WHAT IS REQUIRED: Your job with the data below is to output exactly the lines from the one holding "[locate] bright white" down to the one holding "Target: dark hurricane eye center", both included, and no others.

SUPPLIED ENTRIES:

::::

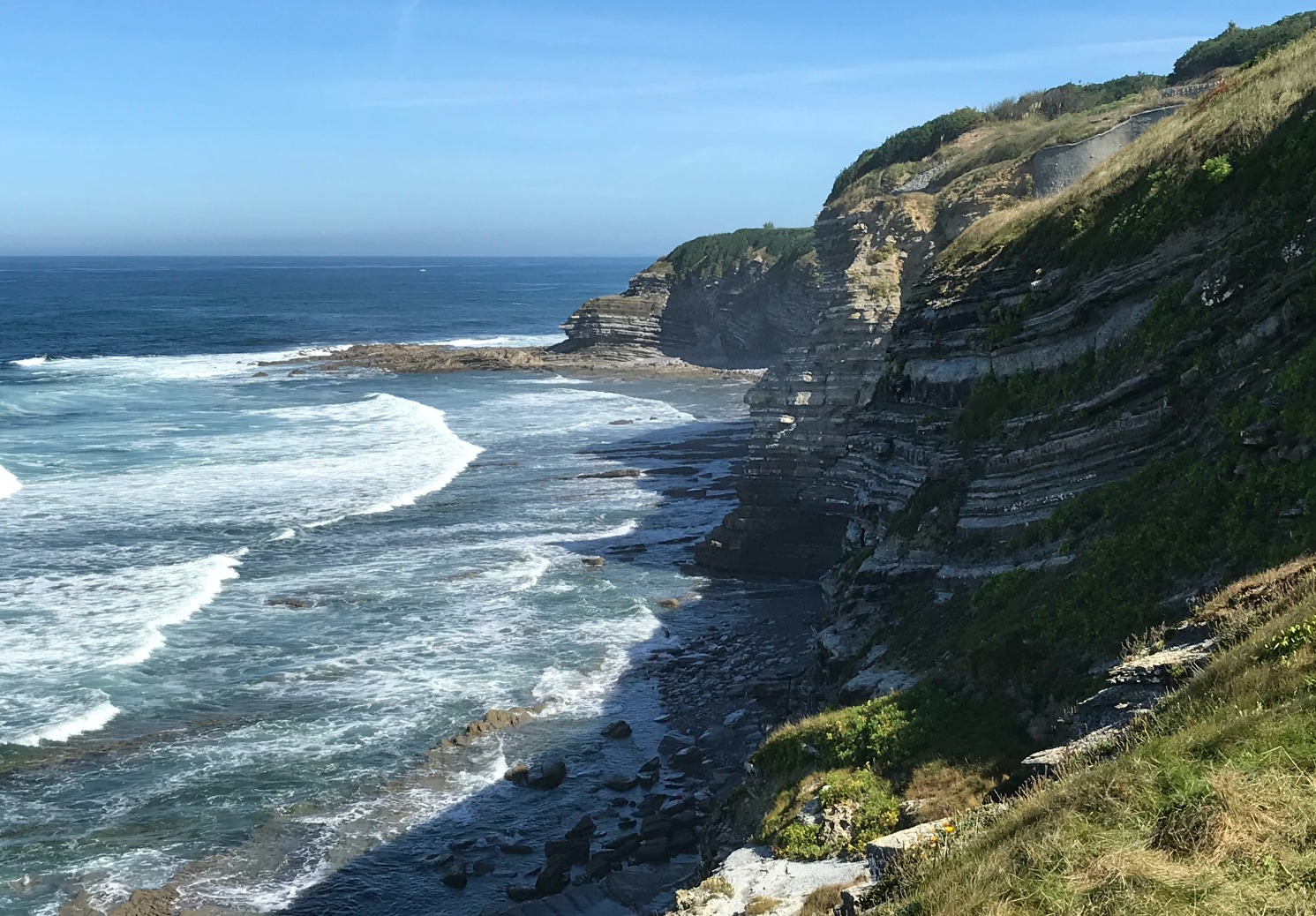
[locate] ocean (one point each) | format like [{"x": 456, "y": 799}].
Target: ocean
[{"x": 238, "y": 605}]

::::

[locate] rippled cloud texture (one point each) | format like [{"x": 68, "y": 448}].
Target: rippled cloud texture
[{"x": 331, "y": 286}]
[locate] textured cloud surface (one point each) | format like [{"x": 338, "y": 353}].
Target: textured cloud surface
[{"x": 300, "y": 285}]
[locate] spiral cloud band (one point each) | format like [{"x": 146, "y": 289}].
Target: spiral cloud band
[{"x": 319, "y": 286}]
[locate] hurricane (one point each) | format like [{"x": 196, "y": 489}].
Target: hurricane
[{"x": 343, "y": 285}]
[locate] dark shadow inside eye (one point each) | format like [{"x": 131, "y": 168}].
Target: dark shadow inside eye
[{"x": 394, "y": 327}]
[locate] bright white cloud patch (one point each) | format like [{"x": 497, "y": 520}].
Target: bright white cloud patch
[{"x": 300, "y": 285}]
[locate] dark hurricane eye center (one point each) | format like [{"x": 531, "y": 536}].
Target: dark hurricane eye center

::::

EXPECTED OUTPUT:
[locate] bright white cloud patch (one point each) | format like [{"x": 497, "y": 520}].
Target: bright white cloud patch
[{"x": 300, "y": 285}]
[locate] dark hurricane eye center (one point each) | format like [{"x": 531, "y": 536}].
Target: dark hurricane eye center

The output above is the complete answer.